Edit the entries below by replacing "marker" with "dot" everywhere it occurs, and leave all other text unchanged.

Entries from a data source
◇ ◇ ◇ ◇ ◇
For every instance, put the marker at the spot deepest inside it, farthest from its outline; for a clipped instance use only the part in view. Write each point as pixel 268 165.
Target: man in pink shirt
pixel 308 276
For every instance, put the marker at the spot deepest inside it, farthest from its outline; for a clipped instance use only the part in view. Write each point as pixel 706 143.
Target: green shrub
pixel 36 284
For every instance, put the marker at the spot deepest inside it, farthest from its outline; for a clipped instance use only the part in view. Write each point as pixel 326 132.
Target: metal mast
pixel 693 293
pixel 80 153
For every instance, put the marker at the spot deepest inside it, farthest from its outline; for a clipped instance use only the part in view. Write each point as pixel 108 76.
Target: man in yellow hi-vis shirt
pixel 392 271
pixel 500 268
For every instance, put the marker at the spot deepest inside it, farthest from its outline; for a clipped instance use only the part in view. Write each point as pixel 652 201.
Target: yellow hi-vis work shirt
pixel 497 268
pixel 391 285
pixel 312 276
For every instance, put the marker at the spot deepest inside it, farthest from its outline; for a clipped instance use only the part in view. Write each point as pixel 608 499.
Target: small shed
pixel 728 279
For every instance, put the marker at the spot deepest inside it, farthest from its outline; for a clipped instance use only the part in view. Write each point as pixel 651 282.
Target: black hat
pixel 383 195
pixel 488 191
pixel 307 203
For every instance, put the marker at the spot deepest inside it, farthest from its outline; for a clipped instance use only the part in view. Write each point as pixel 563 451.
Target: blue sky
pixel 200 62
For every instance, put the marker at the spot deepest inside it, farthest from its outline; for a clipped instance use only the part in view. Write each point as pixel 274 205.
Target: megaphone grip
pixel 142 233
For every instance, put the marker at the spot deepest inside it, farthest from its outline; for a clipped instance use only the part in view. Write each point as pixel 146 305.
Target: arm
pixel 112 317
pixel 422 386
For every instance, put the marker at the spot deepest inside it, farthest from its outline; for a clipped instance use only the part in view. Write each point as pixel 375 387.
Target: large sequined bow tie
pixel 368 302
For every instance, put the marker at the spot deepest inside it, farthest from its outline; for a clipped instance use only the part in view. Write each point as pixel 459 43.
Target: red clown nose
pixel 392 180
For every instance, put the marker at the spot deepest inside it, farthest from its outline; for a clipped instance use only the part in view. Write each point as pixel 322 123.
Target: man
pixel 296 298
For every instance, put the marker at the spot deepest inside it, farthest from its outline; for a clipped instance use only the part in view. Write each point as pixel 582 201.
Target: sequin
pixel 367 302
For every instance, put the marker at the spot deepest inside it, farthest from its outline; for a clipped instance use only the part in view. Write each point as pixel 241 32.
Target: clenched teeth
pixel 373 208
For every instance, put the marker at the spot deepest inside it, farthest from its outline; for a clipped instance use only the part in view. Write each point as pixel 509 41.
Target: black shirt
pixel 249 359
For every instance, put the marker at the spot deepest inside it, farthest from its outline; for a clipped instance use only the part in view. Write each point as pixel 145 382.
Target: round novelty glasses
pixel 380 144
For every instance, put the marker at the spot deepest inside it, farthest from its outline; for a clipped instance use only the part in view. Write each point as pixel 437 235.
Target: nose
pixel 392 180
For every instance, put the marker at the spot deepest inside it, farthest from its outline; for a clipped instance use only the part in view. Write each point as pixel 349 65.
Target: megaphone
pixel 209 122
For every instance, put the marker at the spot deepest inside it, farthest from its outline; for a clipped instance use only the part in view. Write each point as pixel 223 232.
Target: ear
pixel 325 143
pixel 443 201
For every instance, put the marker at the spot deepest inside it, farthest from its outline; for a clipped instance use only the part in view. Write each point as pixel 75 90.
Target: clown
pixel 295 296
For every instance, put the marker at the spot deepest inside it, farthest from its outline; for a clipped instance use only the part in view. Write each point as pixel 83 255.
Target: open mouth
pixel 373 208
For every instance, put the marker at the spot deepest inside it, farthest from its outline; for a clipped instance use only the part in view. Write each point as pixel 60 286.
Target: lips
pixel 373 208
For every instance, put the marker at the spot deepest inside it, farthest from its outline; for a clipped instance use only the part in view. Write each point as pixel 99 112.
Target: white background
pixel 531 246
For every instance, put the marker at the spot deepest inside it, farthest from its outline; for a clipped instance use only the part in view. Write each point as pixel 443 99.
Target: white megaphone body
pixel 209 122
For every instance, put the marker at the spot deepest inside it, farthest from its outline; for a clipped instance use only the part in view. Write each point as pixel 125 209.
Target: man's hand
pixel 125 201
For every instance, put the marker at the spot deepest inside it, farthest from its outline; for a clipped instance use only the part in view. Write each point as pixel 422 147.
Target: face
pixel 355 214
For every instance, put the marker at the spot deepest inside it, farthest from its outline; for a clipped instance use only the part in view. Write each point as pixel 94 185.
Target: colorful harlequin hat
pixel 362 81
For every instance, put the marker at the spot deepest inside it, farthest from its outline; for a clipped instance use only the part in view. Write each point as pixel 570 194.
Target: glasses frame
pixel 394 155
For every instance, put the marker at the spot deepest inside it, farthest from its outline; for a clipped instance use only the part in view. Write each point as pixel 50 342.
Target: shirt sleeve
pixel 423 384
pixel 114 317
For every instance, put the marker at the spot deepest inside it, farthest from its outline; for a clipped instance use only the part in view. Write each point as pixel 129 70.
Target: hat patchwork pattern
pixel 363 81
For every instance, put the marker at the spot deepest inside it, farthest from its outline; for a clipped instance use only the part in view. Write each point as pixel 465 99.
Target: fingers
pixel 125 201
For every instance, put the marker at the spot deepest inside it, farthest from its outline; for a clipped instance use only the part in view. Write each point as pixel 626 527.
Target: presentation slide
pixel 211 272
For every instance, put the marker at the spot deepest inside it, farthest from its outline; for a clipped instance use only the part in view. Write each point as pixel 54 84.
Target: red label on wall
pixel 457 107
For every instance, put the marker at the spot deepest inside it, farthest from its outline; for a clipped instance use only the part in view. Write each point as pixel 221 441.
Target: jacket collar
◇ ◇ ◇ ◇ ◇
» Exercise output:
For every instance, put the dot at the spot deepest inside it, farthest from its outline; for a clipped instance use only the part in view. Write each point as pixel 268 165.
Target: man in pink shirt
pixel 308 276
For every instance, put the dot at the spot deepest inside it, farthest from its outline; for a clipped instance use only the part in view. Write each point as pixel 706 143.
Target: green shrub
pixel 36 284
For every instance, put the dot at the spot deepest inside it, farthest from its outline; for a clipped instance use only the part in view. Write each point as pixel 326 132.
Target: metal mast
pixel 693 293
pixel 80 153
For every instance, put the dot at the spot deepest inside it, farthest from its outline; for a clipped instance use only the part in view. Write each point as pixel 108 76.
Target: man in yellow hi-vis shirt
pixel 392 271
pixel 500 268
For every instance, put the dot at the spot deepest inside it, farthest from its outline; for a clipped instance use only the part in view. Write each point as pixel 652 201.
Target: yellow hi-vis work shirt
pixel 497 268
pixel 391 285
pixel 312 276
For every instance, put the dot at the spot deepest inside it, farthest from its outline; for a clipped instance use only the part in view. Write each point as pixel 608 499.
Target: small shed
pixel 728 279
For every instance, put the dot at the spot deepest inside it, farthest from its outline; for a clipped instance use only the part in view. Write each point as pixel 651 282.
Target: black hat
pixel 383 195
pixel 488 191
pixel 307 203
For every instance, put the dot at the spot deepest inside it, farthest from its outline; for a clipped instance use only the part in view. Write each point as pixel 563 451.
Target: blue sky
pixel 200 62
For every instance, put the dot at the spot deepest inside it, farthest from its outline; for a clipped instance use only the part in view. Write each point as pixel 274 205.
Target: megaphone grip
pixel 142 233
For every instance, put the dot at the spot deepest inside it, farthest from its outline; for a clipped instance use only the part in view. Write each point as pixel 146 305.
Target: arm
pixel 112 317
pixel 422 386
For every instance, put the dot at the spot deepest inside it, farthest from its outline; for a clipped instance use only the part in view. Write each point as pixel 375 387.
Target: large sequined bow tie
pixel 368 302
For every instance, put the dot at the spot deepest inside it, farthest from its outline; for a clipped instance use only the part in view. Write each point as pixel 459 43.
Target: red clown nose
pixel 392 180
For every instance, put the dot at the spot deepest inside it, farthest from its outline; for a clipped instance use only the part in view. Write each point as pixel 322 123.
Target: man
pixel 296 298
For every instance, put the dot at the spot deepest inside it, farthest from its outline; for a clipped instance use only the part in view. Write each point as pixel 582 201.
Target: sequin
pixel 367 302
For every instance, put the dot at the spot deepest inside it, farthest from its outline; for a clipped instance use only the part in view. Write each point as pixel 241 32.
Target: clenched teeth
pixel 373 208
For every instance, put the dot at the spot deepest inside it, farthest from its outline; for a clipped instance use only the part in view. Write each point as pixel 509 41.
Target: black shirt
pixel 249 359
For every instance, put the dot at the spot deepest inside it, farthest from its outline; for a clipped instance use only the part in view. Write each point as pixel 145 382.
Target: round novelty glasses
pixel 380 144
For every instance, put the dot at the spot deepest inside it, farthest from its outline; for a clipped instance use only the part in view. Write each point as pixel 437 235.
Target: nose
pixel 392 180
For every instance, put the dot at the spot deepest inside it, farthest from its outline; for a clipped instance use only the part in view. Write each point as pixel 349 65.
Target: megaphone
pixel 209 122
For every instance, put the dot at the spot deepest inside it, farthest from its outline; for a clipped instance use only the part in view. Write each point as pixel 223 232.
Target: ear
pixel 325 143
pixel 443 201
For every instance, put the dot at the spot deepest inside it, farthest from its outline; for a clipped instance use only the part in view. Write each point as pixel 75 90.
Target: clown
pixel 295 296
For every instance, put the dot at the spot deepest inside it, farthest from its outline; for a clipped instance use only the part in view. Write each point as pixel 83 255.
Target: open mouth
pixel 373 208
For every instance, put the dot at the spot deepest inside it, farthest from its outline; for a clipped instance use only the part in view. Write each point as pixel 60 286.
Target: lips
pixel 373 208
For every instance, put the dot at the spot deepest inside it, farthest from its outline; for a clipped instance use only the part in view. Write each point as pixel 99 112.
Target: white background
pixel 531 246
For every instance, put the dot at the spot deepest inside it, farthest from its outline; for a clipped instance use only the part in view. Write each point as pixel 443 99.
Target: white megaphone body
pixel 209 122
For every instance, put the dot at the spot deepest inside it, farthest from its outline; for a clipped instance use only the part in view. Write each point as pixel 125 209.
Target: man's hand
pixel 125 201
For every instance, put the dot at the spot deepest inside it, farthest from its outline; for a clipped instance use only the part in view. Write each point as pixel 422 147.
Target: face
pixel 355 214
For every instance, put the dot at the spot deepest inside it, farthest from its outline; for a clipped instance use only the part in view. Write each point as pixel 94 185.
Target: colorful harlequin hat
pixel 362 81
For every instance, put the dot at the spot deepest inside it, farthest from its outline; for a clipped instance use only the part in view. Write each point as pixel 570 194.
Target: glasses frame
pixel 394 155
For every instance, put the dot at the spot deepest inside it, farthest from its outline; for a clipped instance use only the part in view. Write each point as pixel 50 342.
Target: shirt sleeve
pixel 423 384
pixel 114 317
For every instance, put the dot at the spot deepest inside it, farthest from its outline; for a clipped instance use only the part in view. Write each point as pixel 129 70.
Target: hat patchwork pattern
pixel 363 81
For every instance, put the dot at the spot deepest inside it, farthest from its outline; for a clipped instance use only the part in view. Write each point as pixel 465 99.
Target: fingers
pixel 125 201
For every instance, put the dot at the spot deepest inside it, farthest from its outline; for a clipped instance use only the part in view. Write each point as pixel 626 527.
Target: presentation slide
pixel 211 272
For every instance, put the dot at the spot deepest inside it, farthest from its outline; for a clipped instance use only the part in view. Write each point as pixel 54 84.
Target: red label on wall
pixel 457 107
For every instance, put the dot at the spot deepest inside it, farthest from its outline; for a clipped instance use only the part in view. Write each point as pixel 221 441.
Target: jacket collar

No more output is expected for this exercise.